Go through the data and tally the lines that include "person". The reply is that number alone.
***** Data for review *****
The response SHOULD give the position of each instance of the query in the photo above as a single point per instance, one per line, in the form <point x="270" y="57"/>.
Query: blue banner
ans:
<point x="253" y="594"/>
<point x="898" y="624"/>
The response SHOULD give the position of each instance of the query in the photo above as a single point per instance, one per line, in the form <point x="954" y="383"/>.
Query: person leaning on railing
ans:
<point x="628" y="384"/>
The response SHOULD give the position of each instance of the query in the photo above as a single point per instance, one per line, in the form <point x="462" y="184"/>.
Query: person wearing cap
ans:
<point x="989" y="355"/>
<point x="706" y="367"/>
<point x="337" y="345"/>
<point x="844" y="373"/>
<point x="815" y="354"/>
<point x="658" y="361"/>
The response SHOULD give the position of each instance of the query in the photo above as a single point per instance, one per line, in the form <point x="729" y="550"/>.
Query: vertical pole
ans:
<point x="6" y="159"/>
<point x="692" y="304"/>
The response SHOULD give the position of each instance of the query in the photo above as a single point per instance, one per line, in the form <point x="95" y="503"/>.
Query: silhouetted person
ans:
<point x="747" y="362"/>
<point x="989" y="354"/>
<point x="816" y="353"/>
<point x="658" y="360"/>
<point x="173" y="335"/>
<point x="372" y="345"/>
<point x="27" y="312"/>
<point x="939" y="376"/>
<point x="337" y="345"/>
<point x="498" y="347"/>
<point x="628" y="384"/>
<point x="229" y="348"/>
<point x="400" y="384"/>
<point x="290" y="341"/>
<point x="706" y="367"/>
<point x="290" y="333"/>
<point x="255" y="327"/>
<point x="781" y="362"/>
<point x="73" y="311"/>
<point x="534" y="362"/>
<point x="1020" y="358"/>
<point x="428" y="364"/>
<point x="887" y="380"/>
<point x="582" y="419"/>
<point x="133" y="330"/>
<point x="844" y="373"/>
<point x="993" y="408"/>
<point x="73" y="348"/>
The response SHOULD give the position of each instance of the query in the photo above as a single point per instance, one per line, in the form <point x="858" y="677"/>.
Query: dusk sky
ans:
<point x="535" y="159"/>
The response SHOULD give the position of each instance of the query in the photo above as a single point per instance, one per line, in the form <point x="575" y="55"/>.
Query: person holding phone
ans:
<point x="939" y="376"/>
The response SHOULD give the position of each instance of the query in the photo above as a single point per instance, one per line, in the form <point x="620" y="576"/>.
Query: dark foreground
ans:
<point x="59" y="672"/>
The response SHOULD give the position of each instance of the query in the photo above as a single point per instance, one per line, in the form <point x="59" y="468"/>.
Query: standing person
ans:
*****
Response for this exercise - 5